= List of calques =

A calque /kælk/ or loan translation is a word or phrase borrowed from another language by literal, word-for-word (Latin: "verbum pro verbo") translation. This list contains examples of calques in various languages.

== English ==

=== From Mandarin Chinese ===

- Running dog calques 走狗 (zǒu gǒu).
- brainwashing calques 洗腦 (xǐ nǎo) – usage via U.S. military during Korean War.
- lose face calques 丟臉 (diū liǎn)
- Paper tiger calques 紙老虎 (zhǐ lǎohǔ)
- Potsticker calques 鍋貼 (guōtiē)
- Long time no see calques 好久不見 (hǎojiǔ bùjiàn).

=== From French ===
- By heart (or off by heart) probably calques Middle French par cœur
- Free verse calques vers libre
- Old Guard calques Vieille Garde (the most senior regiments of the Imperial Guard of Napoleon I)
- Flea market calques marché aux puces
- Marriage of convenience calques French mariage de convenance
- New Wave (artistic period) calques Nouvelle Vague
- rhinestone calques caillou du Rhin "Rhine pebble"

Given request 1
Copy the list of calques word for word, from "- Potsticker calques" up to and including "of Napoleon I)".
Given request 2
Carry the list of calques on from its last entry.
The listing after this is separate material, apart from the list of calques.

Dataset records
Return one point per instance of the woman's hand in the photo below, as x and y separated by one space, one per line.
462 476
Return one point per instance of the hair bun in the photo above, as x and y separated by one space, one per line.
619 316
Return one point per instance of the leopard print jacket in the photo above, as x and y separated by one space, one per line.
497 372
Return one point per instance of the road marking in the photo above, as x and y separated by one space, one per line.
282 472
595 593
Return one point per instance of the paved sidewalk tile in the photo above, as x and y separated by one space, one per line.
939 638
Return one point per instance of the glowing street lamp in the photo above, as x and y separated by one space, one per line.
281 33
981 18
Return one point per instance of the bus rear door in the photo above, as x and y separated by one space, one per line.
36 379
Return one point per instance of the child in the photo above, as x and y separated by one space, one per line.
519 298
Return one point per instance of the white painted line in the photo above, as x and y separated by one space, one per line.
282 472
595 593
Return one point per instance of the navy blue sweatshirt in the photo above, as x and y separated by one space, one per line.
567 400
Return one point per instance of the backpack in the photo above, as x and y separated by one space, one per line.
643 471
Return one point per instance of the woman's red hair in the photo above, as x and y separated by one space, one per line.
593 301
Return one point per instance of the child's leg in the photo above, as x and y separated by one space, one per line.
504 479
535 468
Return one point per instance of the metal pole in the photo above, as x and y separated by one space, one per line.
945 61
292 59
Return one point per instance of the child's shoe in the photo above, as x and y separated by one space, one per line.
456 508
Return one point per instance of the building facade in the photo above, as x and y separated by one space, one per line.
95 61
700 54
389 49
---
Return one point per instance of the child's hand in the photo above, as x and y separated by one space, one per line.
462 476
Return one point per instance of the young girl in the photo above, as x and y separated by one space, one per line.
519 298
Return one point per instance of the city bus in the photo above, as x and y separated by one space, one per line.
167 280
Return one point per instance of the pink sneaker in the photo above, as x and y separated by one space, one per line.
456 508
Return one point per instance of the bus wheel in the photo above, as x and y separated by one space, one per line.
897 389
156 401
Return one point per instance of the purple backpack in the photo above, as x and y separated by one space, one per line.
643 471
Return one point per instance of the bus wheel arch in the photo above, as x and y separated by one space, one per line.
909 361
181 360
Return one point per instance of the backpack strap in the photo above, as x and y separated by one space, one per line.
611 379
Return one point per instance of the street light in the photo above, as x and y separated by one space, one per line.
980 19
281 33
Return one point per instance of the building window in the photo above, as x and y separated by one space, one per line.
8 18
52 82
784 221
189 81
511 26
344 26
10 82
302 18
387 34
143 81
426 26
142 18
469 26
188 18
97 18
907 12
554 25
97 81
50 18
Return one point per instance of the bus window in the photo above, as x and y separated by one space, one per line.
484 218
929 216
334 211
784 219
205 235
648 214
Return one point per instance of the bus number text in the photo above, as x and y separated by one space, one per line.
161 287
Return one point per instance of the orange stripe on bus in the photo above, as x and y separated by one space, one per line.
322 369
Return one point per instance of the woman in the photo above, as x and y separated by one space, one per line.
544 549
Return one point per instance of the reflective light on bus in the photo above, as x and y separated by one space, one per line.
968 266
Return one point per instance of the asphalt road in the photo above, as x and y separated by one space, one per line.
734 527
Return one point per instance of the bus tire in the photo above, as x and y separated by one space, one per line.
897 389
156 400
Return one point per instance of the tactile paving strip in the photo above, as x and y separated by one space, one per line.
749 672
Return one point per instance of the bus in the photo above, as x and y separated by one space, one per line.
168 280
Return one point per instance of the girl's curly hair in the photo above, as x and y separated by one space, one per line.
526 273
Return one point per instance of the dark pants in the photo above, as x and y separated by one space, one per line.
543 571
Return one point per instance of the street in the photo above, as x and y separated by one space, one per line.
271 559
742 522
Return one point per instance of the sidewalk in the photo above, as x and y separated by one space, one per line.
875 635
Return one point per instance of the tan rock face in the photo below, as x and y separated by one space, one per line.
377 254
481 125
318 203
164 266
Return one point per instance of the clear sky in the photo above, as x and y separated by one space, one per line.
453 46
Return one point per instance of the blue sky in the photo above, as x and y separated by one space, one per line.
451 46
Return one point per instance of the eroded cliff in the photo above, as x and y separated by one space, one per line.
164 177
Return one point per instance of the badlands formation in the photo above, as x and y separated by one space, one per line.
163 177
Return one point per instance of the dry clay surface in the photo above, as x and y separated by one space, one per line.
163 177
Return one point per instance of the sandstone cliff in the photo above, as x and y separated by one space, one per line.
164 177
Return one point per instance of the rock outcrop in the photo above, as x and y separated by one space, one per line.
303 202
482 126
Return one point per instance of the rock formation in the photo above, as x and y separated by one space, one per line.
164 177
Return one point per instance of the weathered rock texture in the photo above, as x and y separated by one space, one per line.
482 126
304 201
--
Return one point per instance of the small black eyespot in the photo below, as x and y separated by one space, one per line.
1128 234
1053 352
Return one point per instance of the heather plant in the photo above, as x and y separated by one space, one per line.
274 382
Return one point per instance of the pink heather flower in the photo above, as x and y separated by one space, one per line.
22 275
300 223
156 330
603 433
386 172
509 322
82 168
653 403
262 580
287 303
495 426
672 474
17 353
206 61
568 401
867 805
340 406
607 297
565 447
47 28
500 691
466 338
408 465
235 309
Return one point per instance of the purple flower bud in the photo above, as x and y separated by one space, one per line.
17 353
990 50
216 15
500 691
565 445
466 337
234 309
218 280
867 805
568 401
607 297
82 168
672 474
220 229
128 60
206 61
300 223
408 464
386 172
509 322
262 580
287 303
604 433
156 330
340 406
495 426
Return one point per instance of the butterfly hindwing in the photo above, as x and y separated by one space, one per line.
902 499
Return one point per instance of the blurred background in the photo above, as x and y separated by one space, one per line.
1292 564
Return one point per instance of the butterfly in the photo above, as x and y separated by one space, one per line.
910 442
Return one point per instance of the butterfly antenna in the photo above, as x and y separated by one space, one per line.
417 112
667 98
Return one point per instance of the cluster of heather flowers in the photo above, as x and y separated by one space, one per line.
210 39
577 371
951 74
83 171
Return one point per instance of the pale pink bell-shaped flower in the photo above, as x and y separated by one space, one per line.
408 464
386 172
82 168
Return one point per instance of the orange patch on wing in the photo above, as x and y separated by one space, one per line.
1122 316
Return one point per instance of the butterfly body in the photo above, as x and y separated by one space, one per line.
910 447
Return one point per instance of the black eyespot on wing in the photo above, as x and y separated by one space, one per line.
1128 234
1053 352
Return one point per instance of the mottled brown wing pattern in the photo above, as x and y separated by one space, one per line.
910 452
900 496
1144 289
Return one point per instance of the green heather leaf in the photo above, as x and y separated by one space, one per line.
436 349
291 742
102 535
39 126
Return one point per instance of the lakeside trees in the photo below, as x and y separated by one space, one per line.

Task output 1
- Potsticker calques 鍋貼 (guōtiē)
- Long time no see calques 好久不見 (hǎojiǔ bùjiàn).

=== From French ===
- By heart (or off by heart) probably calques Middle French par cœur
- Free verse calques vers libre
- Old Guard calques Vieille Garde (the most senior regiments of the Imperial Guard of Napoleon I)

Task output 2
- that goes without saying calques cela va sans dire
- Forget-me-not calques Old French ne m'oubliez mye
- crime of passion from crime passionnel
- J. R. R. Tolkien used the name "Bag End" as a calque of "cul-de-sac", to poke fun at the British use of French terms.

=== From German or Dutch ===
- Masterpiece: probably translation of Dutch meesterstuk or German Meisterstück: Dutch meester and German Meister, master + Dutch stuk and German Stück, piece of work. (The Dutch translation of masterpiece is meesterwerk, the German translation is Meisterwerk. A Meisterstück is the craftwork that serves as a sort of "thesis" for a master craftsman-to-be.)

==== From Dutch ====
- Iceberg from the Dutch ijsberg
- Superconductor calques Dutch supergeleider
- Pineapple calques Dutch pijnappel, which calques French pomme de pin (both meaning 'pinecone')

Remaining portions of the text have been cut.